ENTRIES SUPPLIED ->
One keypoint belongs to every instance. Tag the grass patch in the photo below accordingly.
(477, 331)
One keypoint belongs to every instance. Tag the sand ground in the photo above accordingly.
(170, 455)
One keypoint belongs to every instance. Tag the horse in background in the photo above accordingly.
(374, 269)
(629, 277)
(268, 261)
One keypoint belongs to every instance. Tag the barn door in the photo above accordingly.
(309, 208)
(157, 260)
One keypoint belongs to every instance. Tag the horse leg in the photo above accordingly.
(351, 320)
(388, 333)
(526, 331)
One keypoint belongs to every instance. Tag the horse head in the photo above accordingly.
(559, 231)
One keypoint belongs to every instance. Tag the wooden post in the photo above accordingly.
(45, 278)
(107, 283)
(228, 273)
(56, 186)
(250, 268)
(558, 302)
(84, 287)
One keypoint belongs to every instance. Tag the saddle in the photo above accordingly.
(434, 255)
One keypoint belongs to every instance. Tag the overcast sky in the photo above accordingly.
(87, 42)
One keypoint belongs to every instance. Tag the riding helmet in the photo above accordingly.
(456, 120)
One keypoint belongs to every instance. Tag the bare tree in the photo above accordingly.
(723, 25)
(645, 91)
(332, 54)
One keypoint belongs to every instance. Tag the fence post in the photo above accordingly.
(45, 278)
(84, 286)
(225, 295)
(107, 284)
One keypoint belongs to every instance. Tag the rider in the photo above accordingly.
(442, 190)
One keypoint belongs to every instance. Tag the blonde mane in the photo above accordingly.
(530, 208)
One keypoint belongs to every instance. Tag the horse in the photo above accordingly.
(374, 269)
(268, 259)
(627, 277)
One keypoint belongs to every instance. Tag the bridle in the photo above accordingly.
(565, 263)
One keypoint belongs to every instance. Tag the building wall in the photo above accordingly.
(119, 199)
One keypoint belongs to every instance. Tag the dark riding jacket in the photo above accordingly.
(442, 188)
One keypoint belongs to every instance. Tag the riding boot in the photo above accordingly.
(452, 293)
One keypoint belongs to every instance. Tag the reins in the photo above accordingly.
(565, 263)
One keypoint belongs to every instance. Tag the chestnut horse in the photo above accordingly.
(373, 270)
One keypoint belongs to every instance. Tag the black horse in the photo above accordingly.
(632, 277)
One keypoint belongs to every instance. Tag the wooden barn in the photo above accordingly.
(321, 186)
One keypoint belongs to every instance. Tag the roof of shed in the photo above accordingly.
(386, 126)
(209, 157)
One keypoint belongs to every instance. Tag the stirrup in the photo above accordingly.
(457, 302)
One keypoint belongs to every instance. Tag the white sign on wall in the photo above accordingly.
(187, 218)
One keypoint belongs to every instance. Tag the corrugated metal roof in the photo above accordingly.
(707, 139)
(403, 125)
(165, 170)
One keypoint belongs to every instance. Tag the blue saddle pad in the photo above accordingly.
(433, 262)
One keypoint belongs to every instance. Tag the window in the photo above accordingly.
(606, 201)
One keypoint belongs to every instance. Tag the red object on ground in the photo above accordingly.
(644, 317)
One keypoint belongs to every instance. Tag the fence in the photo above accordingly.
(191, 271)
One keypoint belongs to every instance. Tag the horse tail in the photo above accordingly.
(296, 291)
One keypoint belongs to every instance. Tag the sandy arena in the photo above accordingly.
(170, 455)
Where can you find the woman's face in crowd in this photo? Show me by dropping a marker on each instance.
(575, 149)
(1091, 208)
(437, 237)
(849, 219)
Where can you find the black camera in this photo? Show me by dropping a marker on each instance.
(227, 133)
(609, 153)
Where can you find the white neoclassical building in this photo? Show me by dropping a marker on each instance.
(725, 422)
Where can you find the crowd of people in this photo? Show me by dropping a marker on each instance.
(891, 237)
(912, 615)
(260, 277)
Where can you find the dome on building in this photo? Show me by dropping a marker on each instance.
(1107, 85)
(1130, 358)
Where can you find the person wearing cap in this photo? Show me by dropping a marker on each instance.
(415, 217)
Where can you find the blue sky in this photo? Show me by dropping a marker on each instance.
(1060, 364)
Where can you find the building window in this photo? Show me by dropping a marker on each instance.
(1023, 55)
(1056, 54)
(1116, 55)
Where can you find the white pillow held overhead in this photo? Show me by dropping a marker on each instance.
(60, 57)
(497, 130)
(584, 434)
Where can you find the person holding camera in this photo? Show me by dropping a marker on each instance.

ABOUT THIS EXERCISE ->
The required result is an identical copy of the records above.

COMPLETED EXERCISE ->
One keypoint belongs to every instance. Tag the grass patch in the photo below accordingly.
(477, 331)
One keypoint belongs to every instance. Tag the sand ground in the photo above accordingly.
(170, 455)
One keypoint belongs to every instance. Tag the horse in background in the photo above accordingly.
(374, 269)
(629, 277)
(268, 261)
One keypoint belongs to every instance. Tag the barn door in the photo above accordingly.
(309, 208)
(157, 260)
One keypoint belongs to every instance. Tag the horse leg in the photo above accordingly.
(351, 320)
(388, 333)
(526, 331)
One keypoint belongs to every instance. Tag the horse head in the photo above accordingly.
(559, 231)
One keypoint belongs to every instance. Tag the wooden post in the photo above accordingly.
(45, 278)
(107, 283)
(228, 273)
(56, 186)
(250, 268)
(558, 302)
(84, 287)
One keypoint belongs to every instance. Tag the saddle in the photo above accordingly.
(434, 255)
One keypoint belongs to every instance. Tag the overcast sky in the photo above accordingly.
(87, 42)
One keypoint belongs to every instance. Tag the riding helmet in the photo above accordingly.
(456, 120)
One keypoint belongs to every instance. Tag the bare tree in the photo above accordingly.
(723, 25)
(645, 91)
(332, 54)
One keypoint belongs to every instance. Tag the fence post in the photo above accordingly.
(45, 278)
(84, 286)
(225, 295)
(107, 284)
One keypoint belongs to every instance. Tag the rider in the photo above accordingly.
(442, 190)
One keypoint belongs to every instance. Tag the blonde mane in the photo above accordingly.
(530, 208)
One keypoint belongs to every instance. Tag the horse in the photo above accordingly.
(374, 269)
(268, 259)
(627, 277)
One keypoint belongs to every instance. Tag the bridle in the photo above accordingly.
(565, 263)
One keypoint belongs to every instance. Tag the building wall in the photo above accordingly.
(119, 199)
One keypoint belongs to every instance. Tag the dark riding jacket in the photo above accordingly.
(442, 188)
One keypoint belongs to every instance. Tag the riding boot in the photo above accordingly.
(452, 293)
One keypoint belongs to every instance. Tag the reins in the photo above accordingly.
(565, 263)
One keypoint belongs to every instance. Tag the chestnut horse in the photo above accordingly.
(373, 270)
One keypoint belongs to every instance. Tag the black horse in the photo above accordingly.
(632, 277)
One keypoint belongs to every instance. Tag the wooden barn in the photo above accordingly.
(321, 186)
One keypoint belongs to every instance. Tag the roof of shed in the photo above accordingly.
(386, 126)
(209, 157)
One keypoint belongs to every instance. Tag the stirrup in the photo above accordingly.
(457, 302)
One keypoint belongs to every instance. Tag the white sign on wall in the photo above accordingly.
(187, 218)
One keypoint belongs to every instance. Tag the corrugated metal roof in the photo above accordingly.
(707, 139)
(403, 125)
(165, 170)
One keypoint belongs to every instance. Tag the blue saddle pad in the photo above accordingly.
(433, 262)
One keypoint belongs to every instance. Tag the window in the photo above accordingly.
(606, 201)
One keypoint belongs to every instance. Tag the red object on ground in the photo above accordingly.
(644, 317)
One keypoint belongs to every instance. Tag the fence in the photo above accordingly.
(191, 271)
One keypoint belongs to every instance. Tag the horse tail in the photo above accordingly.
(296, 291)
One keypoint belongs to every instance. Tag the sandy arena in the photo above accordingly.
(170, 455)
Where can you find the woman's face in crowd in this photo? Show me by dropping a marker on each instance.
(575, 149)
(1091, 208)
(437, 237)
(849, 219)
Where can you find the black camera in this photo? Show me by dropping a marker on each instance.
(227, 133)
(609, 153)
Where can you find the white neoclassical building in this photo? Show me by dropping a marker on each instance.
(725, 422)
Where can you find the crowd of people in this photo? Show me by dropping a marker on each instance.
(891, 237)
(912, 615)
(260, 277)
Where can you find the dome on building in this photo? Show me by dropping a marker on each instance.
(1107, 85)
(1130, 358)
Where can you find the person wearing cap in this photo? Show me by dropping a marker on each instance.
(415, 217)
Where can you find the blue sky in this photo? Show me by dropping a marker on each instance.
(1060, 364)
Where can you find the building window in this photo? Show me by dropping a marker on each instance.
(1023, 55)
(1056, 54)
(1116, 55)
Where can you find the white pillow held overhead in this photo? Show me by dropping a marker on each instance.
(60, 57)
(497, 130)
(584, 434)
Where can you find the person holding camera in this photo? Show me by dropping a marker on each instance.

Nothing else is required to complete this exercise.